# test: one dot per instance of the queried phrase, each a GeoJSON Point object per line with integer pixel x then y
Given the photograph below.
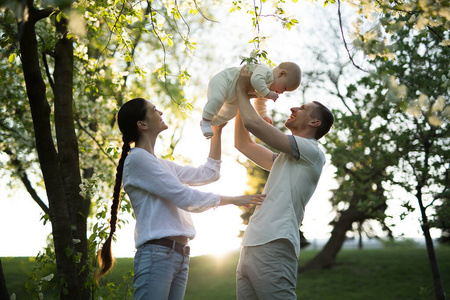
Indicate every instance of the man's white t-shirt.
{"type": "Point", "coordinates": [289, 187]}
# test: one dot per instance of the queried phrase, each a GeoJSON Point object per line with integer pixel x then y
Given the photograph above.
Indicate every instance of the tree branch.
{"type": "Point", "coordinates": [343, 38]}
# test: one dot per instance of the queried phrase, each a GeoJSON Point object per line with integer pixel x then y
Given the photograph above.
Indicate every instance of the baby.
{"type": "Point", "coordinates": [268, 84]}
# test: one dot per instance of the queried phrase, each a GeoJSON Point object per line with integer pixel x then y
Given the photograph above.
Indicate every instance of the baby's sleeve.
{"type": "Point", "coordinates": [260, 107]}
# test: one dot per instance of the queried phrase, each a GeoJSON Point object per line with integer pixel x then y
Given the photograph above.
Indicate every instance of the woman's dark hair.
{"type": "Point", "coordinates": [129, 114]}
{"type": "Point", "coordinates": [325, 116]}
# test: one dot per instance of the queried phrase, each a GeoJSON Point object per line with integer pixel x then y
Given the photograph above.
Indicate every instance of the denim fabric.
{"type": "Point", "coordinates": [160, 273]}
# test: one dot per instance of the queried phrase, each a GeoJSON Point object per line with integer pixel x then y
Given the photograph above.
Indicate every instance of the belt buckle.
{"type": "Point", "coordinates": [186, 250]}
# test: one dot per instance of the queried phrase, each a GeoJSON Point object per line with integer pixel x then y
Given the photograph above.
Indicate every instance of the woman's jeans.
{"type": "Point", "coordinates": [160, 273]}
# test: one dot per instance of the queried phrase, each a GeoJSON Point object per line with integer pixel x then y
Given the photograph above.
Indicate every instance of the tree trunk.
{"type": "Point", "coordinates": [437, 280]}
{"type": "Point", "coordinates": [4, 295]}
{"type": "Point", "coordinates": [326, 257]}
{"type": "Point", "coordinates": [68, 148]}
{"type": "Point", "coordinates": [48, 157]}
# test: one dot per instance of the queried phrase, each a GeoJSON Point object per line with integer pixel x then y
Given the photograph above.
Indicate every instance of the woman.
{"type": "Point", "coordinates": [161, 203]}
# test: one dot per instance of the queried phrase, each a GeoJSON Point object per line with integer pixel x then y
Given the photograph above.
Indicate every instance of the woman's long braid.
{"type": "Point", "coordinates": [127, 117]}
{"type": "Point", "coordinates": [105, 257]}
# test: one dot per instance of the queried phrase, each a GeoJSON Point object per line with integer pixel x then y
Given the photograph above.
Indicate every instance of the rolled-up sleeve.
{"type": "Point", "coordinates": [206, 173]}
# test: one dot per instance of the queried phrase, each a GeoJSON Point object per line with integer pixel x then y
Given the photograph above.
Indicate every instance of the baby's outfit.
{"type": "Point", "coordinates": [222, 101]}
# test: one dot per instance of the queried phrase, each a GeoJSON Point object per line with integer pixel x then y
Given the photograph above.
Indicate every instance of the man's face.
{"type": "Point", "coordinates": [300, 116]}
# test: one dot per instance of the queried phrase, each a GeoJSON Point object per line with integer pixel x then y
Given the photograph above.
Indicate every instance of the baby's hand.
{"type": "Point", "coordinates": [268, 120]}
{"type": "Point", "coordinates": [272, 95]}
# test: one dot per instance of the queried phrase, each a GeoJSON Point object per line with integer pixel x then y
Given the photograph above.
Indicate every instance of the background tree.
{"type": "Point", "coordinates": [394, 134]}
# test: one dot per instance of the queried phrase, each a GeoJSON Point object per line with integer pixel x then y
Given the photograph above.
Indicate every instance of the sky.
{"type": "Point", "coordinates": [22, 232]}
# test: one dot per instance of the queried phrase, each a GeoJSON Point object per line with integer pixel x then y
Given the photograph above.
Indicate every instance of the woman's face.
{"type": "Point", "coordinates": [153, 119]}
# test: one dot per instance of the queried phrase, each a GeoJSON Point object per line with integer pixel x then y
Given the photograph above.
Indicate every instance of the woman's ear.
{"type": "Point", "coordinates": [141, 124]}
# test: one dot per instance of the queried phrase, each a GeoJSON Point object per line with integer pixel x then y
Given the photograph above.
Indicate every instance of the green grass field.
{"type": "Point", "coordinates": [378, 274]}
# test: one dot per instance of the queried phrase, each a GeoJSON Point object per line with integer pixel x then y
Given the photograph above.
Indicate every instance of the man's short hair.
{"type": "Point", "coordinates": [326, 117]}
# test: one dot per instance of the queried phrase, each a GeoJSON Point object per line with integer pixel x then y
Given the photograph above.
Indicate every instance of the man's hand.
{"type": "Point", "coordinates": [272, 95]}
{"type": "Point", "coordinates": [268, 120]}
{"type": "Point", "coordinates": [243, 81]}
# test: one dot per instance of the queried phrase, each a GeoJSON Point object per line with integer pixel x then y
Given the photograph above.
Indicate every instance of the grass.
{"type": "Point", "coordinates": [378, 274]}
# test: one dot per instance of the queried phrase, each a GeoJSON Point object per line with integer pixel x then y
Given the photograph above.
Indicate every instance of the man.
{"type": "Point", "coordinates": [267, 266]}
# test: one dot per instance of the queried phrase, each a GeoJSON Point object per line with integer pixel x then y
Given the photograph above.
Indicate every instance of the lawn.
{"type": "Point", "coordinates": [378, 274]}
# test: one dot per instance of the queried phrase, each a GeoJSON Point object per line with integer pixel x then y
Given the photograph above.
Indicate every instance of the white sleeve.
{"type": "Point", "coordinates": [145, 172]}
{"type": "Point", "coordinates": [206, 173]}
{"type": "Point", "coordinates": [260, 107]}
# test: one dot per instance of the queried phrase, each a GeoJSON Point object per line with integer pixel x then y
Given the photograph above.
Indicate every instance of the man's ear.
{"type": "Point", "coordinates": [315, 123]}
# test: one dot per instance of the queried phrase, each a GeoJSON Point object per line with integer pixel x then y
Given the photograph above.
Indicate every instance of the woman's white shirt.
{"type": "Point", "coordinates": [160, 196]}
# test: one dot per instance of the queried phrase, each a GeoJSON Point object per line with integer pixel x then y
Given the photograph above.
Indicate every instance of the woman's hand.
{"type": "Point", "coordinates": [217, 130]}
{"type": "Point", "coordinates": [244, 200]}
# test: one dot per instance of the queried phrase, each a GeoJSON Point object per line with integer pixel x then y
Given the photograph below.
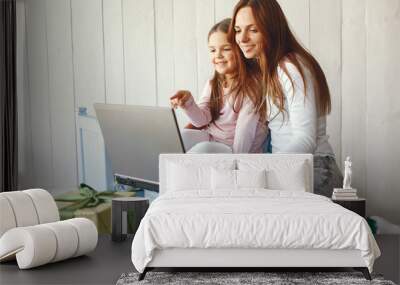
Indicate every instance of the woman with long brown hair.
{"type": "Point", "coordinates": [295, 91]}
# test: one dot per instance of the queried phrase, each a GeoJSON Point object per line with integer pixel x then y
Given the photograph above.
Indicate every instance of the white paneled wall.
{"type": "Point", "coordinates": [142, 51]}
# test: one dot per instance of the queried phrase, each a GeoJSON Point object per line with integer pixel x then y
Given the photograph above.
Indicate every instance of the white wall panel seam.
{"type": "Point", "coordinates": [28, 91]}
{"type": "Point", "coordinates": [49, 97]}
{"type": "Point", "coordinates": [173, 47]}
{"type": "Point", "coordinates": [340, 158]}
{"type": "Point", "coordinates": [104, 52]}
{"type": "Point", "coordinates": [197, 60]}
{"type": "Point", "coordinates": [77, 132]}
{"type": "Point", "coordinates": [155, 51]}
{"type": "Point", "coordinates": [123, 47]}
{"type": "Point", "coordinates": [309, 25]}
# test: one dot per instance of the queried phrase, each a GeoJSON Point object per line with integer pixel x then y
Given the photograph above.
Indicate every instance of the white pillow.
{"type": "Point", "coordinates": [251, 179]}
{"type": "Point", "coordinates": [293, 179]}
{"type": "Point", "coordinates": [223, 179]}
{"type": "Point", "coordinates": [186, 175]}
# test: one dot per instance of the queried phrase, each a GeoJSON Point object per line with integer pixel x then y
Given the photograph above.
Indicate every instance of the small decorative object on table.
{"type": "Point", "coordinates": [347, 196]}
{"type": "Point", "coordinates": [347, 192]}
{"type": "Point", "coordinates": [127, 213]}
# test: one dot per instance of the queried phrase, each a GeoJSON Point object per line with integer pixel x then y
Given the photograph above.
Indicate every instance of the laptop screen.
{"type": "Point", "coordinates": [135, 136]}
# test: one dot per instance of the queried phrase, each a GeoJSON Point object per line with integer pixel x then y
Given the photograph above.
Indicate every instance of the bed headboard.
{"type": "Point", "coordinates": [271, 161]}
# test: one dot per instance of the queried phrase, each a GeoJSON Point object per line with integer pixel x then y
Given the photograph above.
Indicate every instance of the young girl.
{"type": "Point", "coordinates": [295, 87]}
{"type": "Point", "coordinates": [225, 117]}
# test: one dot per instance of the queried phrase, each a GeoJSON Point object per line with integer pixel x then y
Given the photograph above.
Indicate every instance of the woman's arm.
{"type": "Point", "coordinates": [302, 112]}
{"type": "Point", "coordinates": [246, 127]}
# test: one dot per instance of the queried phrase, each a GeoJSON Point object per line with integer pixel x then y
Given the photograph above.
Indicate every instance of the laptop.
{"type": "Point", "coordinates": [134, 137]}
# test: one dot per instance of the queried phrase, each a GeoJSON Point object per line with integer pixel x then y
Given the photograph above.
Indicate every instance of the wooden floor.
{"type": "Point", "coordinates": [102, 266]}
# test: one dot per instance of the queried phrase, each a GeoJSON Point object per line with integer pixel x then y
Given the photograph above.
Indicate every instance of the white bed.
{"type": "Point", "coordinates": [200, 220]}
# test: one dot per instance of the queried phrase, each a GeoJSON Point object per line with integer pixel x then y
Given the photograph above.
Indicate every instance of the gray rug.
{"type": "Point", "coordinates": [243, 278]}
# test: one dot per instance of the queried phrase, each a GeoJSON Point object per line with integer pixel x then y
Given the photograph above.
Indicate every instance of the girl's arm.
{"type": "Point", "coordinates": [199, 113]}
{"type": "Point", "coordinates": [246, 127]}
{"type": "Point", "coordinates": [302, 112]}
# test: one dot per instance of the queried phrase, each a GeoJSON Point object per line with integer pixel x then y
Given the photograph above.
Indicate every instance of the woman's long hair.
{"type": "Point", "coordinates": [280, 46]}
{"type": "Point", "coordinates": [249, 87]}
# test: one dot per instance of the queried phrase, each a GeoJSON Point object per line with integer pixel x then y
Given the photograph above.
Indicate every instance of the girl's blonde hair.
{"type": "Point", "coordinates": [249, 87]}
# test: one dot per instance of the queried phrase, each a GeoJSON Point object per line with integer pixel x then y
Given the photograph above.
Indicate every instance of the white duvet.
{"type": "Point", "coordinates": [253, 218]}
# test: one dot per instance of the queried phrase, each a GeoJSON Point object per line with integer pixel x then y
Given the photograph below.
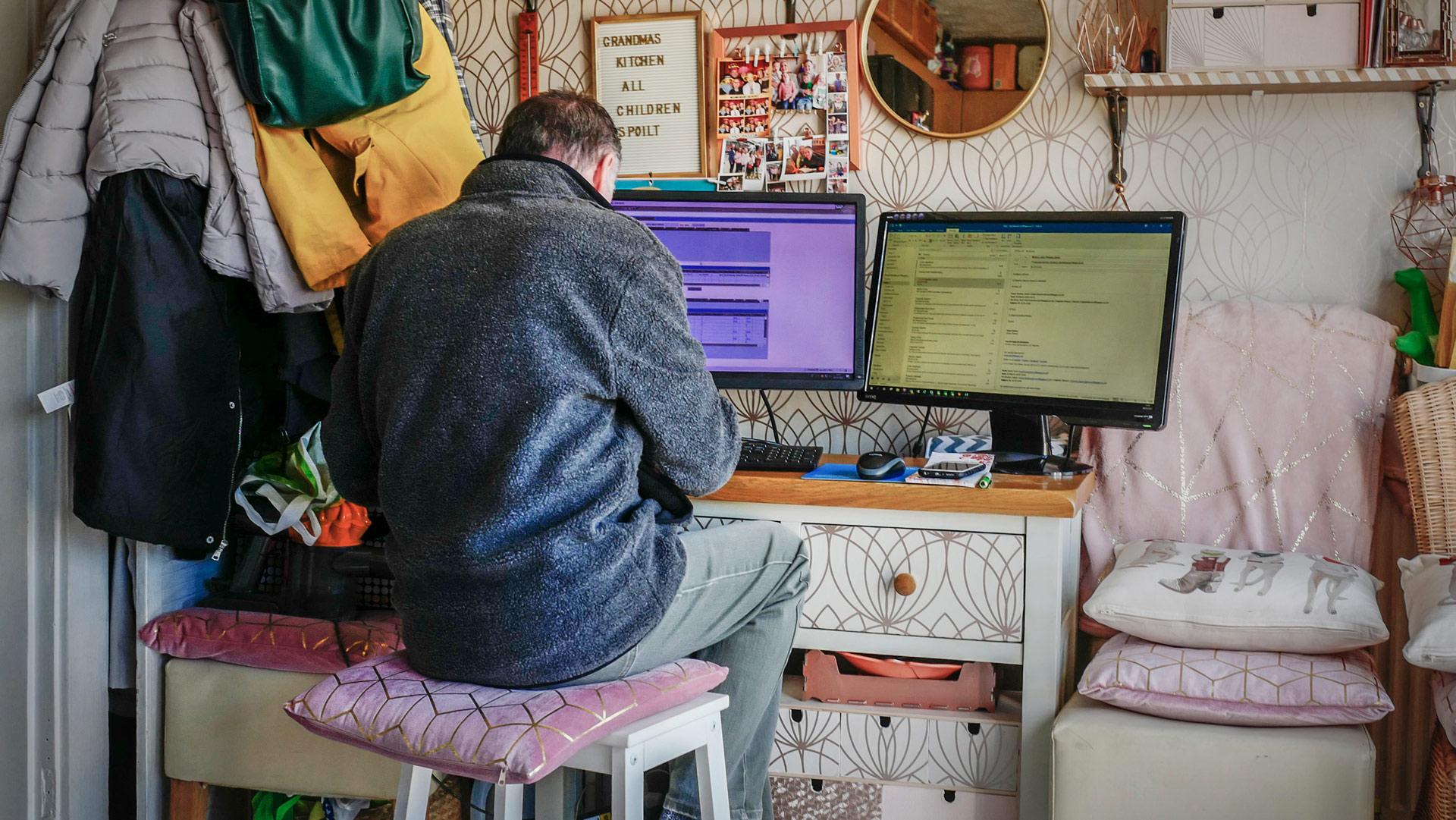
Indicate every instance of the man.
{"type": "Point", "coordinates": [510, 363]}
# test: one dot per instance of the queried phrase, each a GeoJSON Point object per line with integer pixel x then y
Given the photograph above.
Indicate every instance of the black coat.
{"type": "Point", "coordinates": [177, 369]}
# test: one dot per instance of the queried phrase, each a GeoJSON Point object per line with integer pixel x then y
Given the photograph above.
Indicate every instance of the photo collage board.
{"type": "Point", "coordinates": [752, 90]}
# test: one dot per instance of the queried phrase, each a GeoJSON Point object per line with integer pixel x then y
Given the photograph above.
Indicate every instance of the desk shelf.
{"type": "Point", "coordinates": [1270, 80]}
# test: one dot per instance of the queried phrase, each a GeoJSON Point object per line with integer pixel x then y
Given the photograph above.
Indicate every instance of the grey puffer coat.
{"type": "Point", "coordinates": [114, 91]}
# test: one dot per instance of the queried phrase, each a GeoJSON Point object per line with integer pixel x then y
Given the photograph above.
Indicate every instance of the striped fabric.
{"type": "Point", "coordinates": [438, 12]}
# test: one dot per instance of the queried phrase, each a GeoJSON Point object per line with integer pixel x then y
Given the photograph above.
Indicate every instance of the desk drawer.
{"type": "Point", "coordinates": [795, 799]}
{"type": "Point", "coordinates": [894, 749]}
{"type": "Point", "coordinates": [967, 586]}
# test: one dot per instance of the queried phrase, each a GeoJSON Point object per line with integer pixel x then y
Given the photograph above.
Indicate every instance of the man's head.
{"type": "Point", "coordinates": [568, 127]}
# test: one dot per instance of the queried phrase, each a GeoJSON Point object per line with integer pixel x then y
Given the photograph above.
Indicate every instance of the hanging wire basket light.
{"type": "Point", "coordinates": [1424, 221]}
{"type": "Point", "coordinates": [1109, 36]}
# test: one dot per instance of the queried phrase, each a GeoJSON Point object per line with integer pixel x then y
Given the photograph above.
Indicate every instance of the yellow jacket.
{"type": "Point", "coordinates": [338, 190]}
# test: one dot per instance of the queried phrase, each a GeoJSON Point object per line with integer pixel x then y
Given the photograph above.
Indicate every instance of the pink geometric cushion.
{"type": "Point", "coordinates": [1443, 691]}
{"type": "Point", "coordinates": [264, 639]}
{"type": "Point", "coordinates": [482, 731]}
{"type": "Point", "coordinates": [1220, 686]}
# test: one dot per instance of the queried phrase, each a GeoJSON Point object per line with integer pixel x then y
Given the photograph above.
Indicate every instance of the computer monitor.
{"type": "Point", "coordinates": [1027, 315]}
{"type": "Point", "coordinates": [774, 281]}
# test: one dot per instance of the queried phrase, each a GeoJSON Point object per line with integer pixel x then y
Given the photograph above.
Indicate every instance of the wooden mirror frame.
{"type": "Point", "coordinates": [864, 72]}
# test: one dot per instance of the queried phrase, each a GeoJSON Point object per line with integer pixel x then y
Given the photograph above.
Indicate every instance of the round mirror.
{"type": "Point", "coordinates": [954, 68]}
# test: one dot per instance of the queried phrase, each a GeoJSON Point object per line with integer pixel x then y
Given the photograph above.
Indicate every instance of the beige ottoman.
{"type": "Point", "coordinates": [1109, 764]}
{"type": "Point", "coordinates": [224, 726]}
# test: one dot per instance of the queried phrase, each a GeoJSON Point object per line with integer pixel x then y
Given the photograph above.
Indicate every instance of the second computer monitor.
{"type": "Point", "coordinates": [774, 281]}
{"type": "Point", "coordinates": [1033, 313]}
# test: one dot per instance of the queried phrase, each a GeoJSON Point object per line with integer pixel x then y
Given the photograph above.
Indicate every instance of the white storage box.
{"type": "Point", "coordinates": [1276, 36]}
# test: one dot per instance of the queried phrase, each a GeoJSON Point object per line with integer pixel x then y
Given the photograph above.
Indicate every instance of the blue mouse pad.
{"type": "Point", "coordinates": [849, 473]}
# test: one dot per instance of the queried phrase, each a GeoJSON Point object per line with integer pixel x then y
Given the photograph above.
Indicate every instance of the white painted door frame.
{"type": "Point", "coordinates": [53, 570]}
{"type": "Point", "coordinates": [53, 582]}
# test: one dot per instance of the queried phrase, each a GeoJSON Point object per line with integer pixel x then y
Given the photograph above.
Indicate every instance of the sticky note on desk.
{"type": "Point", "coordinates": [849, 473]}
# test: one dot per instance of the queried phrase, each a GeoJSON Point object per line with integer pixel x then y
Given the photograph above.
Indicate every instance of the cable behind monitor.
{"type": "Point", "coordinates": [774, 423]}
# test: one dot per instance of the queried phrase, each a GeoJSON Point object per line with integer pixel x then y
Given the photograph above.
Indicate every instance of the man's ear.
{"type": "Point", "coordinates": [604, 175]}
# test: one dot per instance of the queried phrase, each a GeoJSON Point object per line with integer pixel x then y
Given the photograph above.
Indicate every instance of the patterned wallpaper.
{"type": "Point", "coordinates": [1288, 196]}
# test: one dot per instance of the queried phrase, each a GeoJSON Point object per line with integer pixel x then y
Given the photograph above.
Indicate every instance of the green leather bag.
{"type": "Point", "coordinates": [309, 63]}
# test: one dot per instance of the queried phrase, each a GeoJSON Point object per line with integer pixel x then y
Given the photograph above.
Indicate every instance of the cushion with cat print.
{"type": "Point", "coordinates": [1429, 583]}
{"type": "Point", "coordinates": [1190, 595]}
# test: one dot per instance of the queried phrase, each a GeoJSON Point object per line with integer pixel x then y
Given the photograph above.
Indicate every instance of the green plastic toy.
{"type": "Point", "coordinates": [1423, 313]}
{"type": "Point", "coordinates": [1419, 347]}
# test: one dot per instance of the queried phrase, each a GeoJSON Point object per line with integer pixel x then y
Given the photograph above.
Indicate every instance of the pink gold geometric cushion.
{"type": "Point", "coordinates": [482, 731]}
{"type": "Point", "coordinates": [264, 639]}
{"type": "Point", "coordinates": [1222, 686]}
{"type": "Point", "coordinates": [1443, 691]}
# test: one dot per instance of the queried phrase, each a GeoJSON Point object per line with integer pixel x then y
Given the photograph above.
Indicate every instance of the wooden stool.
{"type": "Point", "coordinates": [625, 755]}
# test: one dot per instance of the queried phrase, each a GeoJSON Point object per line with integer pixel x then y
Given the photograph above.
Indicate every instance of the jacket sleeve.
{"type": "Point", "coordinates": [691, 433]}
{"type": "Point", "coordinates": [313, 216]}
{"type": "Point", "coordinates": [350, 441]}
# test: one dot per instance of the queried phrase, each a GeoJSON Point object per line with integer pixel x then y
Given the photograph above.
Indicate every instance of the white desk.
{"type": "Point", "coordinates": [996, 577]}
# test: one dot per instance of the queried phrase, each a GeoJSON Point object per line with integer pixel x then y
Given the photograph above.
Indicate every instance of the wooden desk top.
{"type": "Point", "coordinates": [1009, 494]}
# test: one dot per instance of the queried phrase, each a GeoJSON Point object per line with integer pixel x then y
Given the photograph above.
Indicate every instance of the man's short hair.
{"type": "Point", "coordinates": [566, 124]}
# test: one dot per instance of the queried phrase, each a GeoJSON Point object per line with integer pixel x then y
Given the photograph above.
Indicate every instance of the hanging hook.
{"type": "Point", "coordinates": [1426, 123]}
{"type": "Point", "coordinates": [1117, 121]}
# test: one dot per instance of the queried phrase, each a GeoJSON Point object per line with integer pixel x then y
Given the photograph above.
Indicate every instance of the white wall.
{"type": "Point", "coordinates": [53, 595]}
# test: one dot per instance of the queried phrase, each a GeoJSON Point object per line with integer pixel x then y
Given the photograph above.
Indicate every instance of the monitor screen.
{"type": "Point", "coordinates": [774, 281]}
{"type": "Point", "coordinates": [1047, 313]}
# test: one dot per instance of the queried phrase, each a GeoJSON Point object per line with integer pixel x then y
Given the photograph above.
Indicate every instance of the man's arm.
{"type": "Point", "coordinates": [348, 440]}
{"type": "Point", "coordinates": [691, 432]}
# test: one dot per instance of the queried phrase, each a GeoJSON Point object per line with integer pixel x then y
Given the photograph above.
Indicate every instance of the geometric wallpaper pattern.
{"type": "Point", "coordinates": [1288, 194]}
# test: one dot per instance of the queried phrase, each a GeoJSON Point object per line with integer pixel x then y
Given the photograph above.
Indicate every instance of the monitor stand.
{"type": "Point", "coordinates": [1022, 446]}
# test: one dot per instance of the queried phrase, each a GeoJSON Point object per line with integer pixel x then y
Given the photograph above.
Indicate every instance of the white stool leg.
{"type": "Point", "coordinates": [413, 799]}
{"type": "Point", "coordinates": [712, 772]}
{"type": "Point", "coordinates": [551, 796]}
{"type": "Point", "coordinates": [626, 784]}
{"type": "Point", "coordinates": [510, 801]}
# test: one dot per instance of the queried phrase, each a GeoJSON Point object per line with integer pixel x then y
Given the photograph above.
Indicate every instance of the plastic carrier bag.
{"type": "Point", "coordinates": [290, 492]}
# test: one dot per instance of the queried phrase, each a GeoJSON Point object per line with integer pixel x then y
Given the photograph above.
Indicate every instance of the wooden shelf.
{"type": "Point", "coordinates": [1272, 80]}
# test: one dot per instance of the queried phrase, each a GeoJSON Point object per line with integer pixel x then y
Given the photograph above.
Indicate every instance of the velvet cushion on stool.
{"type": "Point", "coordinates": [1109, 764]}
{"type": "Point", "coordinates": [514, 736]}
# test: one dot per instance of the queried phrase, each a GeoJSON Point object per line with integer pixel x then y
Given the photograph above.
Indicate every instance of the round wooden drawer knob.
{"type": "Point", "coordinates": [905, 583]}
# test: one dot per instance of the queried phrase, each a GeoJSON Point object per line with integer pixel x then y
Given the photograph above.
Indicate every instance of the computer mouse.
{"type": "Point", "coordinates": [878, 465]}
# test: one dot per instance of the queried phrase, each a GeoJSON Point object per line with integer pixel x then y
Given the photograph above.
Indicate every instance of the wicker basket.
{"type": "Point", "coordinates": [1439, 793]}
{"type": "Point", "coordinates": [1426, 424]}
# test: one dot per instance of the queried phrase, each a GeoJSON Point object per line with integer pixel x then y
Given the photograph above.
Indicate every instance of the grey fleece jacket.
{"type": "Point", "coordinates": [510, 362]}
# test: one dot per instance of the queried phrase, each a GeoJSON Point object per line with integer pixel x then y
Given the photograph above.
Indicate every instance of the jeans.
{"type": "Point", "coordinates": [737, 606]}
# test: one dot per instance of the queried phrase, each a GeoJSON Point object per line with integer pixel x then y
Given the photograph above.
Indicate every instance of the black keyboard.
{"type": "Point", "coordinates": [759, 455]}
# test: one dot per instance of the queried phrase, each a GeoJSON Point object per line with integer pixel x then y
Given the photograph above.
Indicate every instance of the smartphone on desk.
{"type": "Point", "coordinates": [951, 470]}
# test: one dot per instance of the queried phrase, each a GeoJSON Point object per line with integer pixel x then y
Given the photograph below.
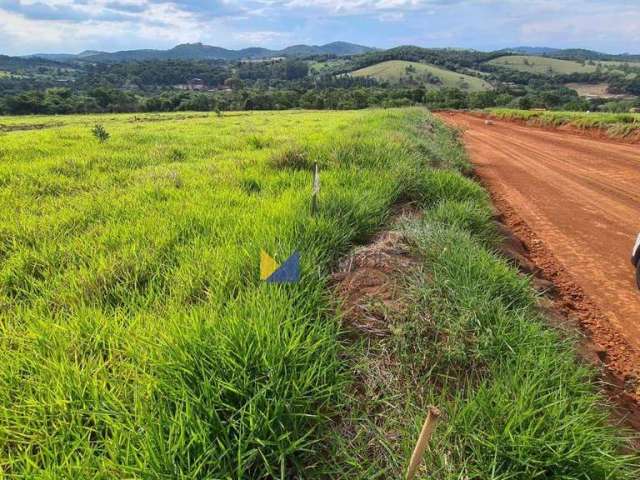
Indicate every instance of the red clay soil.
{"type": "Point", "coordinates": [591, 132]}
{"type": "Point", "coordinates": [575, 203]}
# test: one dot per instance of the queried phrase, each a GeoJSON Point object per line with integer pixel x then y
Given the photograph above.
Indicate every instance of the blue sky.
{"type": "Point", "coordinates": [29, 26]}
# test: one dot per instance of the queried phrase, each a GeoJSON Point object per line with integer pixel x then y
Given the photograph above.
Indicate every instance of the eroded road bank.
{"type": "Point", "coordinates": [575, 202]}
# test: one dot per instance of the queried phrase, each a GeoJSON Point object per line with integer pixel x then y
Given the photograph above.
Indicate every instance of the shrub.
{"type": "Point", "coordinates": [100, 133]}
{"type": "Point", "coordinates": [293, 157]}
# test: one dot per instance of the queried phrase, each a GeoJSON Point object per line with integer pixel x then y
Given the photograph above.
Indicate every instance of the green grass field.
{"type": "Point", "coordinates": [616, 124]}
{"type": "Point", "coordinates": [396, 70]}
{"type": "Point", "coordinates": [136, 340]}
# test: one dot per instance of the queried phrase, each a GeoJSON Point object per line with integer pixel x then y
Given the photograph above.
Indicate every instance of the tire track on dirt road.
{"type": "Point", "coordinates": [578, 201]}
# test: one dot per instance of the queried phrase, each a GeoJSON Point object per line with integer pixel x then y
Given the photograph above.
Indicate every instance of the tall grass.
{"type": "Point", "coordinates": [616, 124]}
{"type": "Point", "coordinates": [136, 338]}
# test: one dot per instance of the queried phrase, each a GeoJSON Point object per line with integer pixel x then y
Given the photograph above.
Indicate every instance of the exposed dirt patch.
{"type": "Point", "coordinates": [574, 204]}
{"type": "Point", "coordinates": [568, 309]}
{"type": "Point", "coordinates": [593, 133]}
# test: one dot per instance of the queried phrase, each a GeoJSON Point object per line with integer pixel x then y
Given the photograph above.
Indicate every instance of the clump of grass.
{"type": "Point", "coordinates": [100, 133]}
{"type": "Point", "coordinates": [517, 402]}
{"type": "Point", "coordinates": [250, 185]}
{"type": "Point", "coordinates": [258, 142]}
* * *
(Work required)
Collect every line in the entries above that contains the word "black" and list those lines.

(Reply)
Indicate every instance of the black coat.
Indicate every instance of the black keyboard.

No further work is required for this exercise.